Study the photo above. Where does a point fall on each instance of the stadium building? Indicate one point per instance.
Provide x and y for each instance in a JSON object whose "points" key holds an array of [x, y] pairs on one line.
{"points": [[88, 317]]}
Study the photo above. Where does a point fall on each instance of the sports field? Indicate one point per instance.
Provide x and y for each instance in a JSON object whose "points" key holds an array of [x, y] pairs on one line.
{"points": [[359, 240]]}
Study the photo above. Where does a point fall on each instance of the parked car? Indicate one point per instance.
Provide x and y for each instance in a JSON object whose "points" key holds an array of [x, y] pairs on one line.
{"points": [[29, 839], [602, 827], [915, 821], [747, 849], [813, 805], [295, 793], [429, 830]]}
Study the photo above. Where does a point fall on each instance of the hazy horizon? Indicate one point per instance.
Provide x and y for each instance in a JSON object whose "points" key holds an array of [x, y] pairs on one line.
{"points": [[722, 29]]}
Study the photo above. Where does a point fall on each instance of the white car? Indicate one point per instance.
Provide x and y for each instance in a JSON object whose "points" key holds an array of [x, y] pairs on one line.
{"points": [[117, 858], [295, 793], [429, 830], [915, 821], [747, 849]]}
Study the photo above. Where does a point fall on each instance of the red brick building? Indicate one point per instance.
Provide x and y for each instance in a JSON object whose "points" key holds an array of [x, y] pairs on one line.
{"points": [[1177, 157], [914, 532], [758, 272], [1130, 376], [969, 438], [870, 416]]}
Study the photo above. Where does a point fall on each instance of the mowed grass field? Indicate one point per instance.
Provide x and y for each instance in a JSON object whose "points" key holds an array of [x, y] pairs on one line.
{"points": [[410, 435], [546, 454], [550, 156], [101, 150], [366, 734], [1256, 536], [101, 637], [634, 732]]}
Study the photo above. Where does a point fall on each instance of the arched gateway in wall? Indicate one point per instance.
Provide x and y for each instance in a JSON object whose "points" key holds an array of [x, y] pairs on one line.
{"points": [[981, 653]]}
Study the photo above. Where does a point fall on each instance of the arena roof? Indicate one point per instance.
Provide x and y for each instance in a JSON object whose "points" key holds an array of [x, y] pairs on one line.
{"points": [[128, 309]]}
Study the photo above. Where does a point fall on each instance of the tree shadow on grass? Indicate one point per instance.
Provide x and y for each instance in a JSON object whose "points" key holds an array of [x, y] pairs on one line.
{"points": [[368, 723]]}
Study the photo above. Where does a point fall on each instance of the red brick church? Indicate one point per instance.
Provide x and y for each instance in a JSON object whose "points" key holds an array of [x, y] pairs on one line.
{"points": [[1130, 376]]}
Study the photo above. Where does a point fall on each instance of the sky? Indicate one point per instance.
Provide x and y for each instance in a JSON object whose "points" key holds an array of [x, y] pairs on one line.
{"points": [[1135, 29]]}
--- --- ---
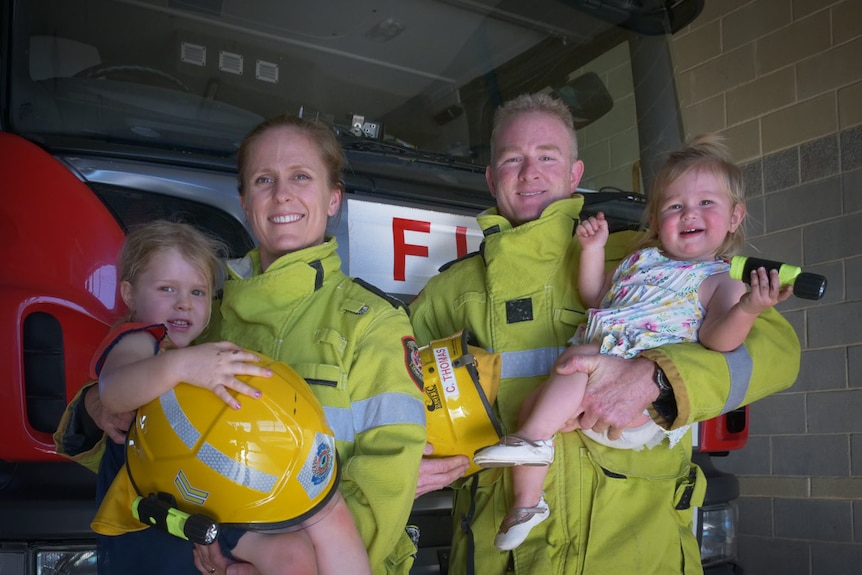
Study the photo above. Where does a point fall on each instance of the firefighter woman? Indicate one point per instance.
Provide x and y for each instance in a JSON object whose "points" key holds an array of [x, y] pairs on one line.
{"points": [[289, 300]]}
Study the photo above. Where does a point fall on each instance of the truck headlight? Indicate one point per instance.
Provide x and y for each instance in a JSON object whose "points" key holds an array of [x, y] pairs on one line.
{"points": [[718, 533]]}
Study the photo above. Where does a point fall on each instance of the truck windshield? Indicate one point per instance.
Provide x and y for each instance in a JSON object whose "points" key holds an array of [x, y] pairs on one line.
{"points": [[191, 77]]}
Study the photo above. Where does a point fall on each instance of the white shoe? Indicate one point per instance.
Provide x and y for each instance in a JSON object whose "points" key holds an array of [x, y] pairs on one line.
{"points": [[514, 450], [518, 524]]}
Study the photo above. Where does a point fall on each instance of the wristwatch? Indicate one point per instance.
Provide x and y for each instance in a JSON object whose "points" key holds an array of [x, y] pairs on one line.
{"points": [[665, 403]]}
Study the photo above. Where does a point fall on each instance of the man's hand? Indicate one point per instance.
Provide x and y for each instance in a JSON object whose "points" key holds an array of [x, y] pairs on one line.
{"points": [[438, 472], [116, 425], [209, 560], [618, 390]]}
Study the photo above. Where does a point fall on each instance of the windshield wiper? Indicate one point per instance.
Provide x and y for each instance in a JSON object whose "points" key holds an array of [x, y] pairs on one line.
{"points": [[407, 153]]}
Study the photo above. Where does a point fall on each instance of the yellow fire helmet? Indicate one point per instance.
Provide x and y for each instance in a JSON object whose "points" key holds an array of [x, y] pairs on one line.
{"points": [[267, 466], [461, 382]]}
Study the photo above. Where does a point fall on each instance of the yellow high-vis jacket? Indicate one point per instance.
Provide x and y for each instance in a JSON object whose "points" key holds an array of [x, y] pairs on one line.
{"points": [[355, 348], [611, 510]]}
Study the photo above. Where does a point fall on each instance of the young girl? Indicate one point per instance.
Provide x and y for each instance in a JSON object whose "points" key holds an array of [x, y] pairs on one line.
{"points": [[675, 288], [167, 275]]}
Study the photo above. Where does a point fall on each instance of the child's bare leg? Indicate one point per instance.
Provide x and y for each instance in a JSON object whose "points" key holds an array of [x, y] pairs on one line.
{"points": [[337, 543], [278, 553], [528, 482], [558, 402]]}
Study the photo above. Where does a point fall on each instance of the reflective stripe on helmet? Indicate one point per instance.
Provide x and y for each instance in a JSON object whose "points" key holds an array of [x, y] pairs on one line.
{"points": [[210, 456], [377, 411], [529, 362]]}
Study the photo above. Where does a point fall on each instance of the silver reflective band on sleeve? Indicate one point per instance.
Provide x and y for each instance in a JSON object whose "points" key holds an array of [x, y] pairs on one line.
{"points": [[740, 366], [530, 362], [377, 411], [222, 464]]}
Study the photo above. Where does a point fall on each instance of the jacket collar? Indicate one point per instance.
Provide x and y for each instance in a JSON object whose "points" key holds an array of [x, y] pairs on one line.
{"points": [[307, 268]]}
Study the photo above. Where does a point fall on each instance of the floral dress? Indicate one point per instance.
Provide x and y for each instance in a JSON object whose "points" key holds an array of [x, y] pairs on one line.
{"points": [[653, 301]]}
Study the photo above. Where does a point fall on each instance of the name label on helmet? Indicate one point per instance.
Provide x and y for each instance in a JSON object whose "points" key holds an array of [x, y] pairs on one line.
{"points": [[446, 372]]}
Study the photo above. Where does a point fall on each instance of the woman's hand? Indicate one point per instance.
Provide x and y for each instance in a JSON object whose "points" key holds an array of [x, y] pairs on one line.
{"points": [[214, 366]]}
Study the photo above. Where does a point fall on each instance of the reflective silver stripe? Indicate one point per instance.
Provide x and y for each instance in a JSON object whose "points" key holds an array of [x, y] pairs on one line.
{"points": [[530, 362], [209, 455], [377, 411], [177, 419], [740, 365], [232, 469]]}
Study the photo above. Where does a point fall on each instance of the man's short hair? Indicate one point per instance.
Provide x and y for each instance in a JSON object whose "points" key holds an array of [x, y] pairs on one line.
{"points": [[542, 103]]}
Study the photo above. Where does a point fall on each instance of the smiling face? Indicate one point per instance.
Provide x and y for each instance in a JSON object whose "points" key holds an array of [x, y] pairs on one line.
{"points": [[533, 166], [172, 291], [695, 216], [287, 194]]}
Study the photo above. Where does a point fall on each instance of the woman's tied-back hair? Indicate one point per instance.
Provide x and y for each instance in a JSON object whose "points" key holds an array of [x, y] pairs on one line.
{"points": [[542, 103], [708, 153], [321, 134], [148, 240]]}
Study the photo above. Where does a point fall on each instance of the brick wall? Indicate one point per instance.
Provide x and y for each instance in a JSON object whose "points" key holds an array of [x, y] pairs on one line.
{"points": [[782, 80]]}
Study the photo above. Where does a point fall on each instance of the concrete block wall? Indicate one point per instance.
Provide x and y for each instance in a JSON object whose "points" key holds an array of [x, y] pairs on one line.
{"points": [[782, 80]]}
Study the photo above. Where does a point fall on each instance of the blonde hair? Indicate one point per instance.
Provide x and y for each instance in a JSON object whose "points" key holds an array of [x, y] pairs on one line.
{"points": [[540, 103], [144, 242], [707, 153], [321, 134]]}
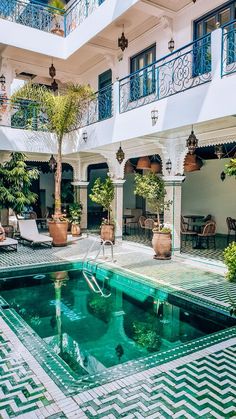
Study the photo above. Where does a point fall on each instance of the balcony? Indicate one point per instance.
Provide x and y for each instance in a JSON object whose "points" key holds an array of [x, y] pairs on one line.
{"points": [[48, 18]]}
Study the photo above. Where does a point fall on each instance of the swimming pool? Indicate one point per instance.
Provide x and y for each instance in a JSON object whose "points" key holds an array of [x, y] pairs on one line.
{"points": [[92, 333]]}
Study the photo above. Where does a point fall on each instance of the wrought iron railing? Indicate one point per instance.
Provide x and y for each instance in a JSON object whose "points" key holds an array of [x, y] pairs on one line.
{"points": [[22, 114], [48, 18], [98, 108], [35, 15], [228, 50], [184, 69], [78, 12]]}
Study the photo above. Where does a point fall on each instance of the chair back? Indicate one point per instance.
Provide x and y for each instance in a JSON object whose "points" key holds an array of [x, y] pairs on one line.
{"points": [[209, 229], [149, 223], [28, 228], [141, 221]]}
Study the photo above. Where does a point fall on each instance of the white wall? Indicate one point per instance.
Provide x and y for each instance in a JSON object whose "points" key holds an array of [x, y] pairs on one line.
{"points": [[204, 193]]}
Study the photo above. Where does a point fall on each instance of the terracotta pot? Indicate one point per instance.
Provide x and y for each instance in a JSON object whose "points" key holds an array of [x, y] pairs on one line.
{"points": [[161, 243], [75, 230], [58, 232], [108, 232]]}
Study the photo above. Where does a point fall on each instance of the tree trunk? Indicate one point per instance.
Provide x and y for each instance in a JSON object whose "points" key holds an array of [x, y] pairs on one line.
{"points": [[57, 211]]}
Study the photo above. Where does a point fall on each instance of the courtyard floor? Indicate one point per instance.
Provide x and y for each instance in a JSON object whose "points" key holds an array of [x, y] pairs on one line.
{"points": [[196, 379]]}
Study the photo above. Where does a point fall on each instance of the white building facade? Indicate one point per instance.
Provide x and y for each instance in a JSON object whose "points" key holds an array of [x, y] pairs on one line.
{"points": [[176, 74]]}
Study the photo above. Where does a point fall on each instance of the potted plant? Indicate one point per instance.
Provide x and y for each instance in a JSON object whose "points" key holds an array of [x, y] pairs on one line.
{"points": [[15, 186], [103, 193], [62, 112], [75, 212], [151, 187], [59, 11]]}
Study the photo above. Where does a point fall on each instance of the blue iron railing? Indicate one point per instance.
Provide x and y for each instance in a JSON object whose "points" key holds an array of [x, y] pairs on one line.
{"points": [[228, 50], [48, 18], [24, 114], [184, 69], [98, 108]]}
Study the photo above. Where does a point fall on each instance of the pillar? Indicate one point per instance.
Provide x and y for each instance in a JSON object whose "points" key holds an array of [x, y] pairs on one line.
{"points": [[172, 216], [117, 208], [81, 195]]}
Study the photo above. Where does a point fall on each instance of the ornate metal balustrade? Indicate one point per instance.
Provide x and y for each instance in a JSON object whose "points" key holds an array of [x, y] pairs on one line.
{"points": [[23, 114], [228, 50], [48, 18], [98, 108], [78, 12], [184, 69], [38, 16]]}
--- --- ---
**Task instructions:**
Find each line in the data above that contains the string "helmet" and copy it out. Case matters.

**Reply:**
Study the photo above. Where does a point fall on each instance of the yellow fire helmet? Indicate one point per instance.
Study the photo above. Where does a point fall on each instance of the reflective stripe on helmet? Indicate one point per instance.
Study the photo above. Where does a point fall on each instance of the name label on helmet? Indicate one point per instance.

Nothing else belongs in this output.